* [What is being asked]
List every one of the lines below that contains the word "side". Matching is case-sensitive.

%%

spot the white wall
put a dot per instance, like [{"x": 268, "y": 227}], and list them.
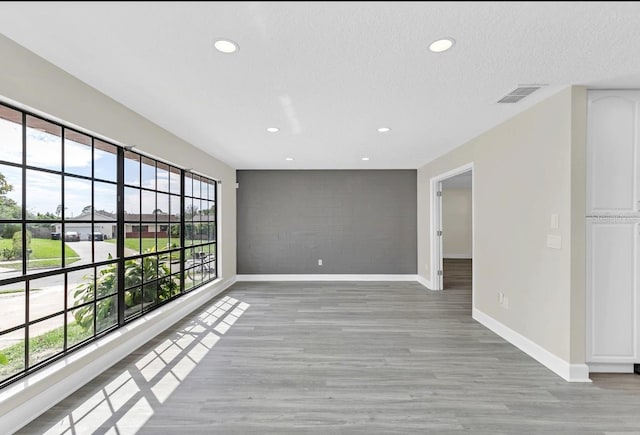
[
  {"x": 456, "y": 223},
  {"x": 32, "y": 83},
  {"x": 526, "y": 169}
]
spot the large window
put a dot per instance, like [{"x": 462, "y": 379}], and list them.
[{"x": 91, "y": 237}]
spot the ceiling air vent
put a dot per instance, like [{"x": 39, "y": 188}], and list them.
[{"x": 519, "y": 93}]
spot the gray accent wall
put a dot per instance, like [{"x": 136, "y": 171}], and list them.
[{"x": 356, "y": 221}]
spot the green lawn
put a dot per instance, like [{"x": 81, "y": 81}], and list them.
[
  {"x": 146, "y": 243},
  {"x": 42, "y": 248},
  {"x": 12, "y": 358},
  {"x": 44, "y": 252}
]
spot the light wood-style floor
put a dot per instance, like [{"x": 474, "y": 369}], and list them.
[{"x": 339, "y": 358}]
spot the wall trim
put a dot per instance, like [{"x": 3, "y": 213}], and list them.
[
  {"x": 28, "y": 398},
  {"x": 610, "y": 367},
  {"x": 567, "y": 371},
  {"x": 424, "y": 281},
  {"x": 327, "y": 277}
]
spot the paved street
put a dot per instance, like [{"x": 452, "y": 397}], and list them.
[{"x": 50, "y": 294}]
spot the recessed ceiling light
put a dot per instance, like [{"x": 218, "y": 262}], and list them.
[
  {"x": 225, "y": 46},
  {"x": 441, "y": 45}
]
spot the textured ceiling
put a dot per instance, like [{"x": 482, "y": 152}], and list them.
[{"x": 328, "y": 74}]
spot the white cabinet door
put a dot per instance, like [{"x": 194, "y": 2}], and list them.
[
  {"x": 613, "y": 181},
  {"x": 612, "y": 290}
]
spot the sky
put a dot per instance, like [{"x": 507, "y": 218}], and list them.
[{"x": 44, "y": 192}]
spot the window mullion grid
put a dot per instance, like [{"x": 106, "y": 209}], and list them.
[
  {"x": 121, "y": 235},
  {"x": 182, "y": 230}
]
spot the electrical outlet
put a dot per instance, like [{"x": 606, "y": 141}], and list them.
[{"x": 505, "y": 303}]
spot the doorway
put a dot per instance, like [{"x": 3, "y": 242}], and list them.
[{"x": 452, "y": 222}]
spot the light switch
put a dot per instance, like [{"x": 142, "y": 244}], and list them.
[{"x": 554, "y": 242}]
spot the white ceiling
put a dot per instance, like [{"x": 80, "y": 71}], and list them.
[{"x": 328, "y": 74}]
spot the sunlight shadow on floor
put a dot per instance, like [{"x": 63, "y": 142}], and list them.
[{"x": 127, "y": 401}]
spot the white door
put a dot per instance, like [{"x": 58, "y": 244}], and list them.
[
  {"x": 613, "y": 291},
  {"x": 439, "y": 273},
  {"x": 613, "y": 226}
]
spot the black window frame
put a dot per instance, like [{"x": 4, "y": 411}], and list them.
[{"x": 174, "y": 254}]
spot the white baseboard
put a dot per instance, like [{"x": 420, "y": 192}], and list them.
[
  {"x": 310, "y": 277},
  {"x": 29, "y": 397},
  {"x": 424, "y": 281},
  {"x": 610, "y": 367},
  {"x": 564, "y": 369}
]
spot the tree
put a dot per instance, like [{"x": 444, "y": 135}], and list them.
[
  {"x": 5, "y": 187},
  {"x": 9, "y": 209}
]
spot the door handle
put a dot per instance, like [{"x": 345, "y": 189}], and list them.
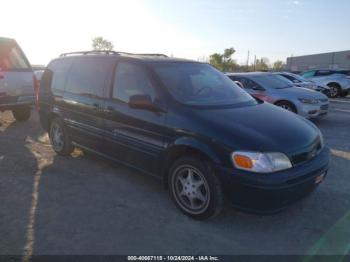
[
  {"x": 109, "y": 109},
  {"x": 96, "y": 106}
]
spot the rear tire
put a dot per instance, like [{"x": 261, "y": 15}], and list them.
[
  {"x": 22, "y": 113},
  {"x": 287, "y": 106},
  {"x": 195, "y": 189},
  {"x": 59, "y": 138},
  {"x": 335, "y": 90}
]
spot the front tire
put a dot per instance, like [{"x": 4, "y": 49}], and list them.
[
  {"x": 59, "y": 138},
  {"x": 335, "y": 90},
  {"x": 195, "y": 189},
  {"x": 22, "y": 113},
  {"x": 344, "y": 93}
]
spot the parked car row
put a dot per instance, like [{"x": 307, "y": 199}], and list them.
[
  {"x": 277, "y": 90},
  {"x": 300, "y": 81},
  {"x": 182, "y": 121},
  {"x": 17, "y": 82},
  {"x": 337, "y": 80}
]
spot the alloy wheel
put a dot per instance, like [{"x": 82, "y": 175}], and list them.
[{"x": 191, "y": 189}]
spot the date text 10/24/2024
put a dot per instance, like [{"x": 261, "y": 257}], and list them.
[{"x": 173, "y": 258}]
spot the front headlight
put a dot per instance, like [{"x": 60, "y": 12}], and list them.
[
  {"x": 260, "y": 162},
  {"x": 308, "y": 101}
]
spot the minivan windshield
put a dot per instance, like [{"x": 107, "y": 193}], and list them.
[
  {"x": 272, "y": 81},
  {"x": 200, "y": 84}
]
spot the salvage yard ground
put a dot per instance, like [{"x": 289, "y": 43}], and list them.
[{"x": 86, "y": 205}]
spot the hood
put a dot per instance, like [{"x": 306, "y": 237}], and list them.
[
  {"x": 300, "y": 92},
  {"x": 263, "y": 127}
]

%%
%%

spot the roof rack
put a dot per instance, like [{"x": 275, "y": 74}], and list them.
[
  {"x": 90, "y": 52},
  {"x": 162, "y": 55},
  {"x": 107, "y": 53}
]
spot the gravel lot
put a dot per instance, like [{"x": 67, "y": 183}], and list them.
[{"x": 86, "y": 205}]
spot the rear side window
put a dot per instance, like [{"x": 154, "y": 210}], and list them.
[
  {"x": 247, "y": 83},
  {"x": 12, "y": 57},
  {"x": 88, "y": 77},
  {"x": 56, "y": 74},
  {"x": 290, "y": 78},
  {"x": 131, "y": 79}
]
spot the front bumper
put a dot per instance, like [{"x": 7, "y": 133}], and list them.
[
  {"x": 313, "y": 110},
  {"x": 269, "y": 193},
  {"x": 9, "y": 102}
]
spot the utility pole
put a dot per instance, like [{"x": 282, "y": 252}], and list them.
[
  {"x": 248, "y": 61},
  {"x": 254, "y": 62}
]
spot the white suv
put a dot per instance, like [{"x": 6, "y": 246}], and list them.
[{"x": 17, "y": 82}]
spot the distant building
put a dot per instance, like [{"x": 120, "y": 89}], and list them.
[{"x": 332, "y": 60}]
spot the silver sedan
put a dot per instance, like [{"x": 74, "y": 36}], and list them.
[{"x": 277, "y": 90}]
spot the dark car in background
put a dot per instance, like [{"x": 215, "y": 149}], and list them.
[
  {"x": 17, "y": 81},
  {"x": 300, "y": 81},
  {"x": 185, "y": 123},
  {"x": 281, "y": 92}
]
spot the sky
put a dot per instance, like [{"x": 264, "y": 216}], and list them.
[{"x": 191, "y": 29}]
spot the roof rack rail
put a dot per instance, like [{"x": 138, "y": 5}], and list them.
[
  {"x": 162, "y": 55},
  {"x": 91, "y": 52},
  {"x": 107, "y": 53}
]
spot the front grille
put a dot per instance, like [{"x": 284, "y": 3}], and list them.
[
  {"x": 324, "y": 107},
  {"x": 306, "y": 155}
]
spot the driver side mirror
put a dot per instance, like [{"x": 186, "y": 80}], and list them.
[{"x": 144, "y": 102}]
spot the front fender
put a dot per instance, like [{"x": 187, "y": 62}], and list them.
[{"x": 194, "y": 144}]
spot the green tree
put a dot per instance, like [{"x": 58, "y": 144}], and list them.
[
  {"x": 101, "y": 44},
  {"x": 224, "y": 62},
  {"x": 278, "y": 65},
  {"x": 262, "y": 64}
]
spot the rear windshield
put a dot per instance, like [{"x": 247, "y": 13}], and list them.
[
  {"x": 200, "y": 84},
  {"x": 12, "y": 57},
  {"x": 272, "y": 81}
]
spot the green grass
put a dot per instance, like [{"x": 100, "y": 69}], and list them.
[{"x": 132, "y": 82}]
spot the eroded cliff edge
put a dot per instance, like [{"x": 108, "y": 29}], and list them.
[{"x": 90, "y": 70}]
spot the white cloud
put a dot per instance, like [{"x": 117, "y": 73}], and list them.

%%

* [Answer to this problem]
spot the rear side window
spot the driver side mirror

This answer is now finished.